◆ Exercise inputs ◆
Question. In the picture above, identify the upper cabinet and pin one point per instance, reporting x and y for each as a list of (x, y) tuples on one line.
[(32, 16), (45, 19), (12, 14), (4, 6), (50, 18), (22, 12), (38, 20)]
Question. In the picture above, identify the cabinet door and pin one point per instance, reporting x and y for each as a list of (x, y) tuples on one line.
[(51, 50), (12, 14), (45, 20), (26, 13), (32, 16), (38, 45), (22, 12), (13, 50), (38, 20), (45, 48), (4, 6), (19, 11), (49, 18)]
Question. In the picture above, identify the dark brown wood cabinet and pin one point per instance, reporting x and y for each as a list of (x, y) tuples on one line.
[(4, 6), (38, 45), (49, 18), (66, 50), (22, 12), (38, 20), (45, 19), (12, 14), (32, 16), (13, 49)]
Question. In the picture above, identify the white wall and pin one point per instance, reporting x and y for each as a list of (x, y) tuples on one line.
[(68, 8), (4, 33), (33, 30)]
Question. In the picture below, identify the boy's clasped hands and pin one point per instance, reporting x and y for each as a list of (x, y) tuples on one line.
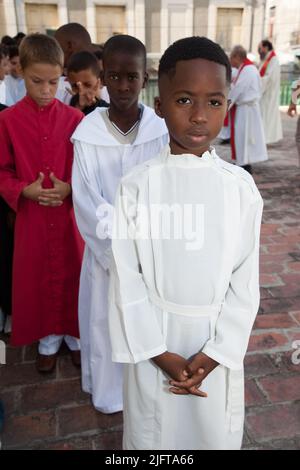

◆ Try it ◆
Your reply should hold only the lines running from the one with "Question. In the picture above, identify the cabinet" to the end of the data above, set down exactly, pictures omitted.

◆ Response ◆
Question. In the picture above, identify the cabinet door and pin one point per instance, reporting x and y for each as a list of (x, y) tuples on one line.
[(51, 50), (12, 14), (45, 20), (26, 13), (32, 16), (38, 45), (22, 12), (13, 50), (38, 20), (45, 48), (4, 6), (19, 11), (49, 18)]
Question. In the picture above, identify the dark brown wood cabinet and pin one point per instance, reporting x and y for each as a list of (x, y) tuples on one line.
[(4, 6), (38, 45), (49, 18), (66, 50), (22, 12), (38, 20), (45, 19), (12, 14), (32, 16), (13, 49)]
Question. In the picture above, identify the white wall and pin one point per instance, reporting x and y for each as a list of (x, y) tuples on one line.
[(68, 8), (4, 33), (33, 30)]
Question. In the picture below, identify the boy's clasped hands and pin one point per instance, reporting x and y for each as a list of (x, y) tuples on one line.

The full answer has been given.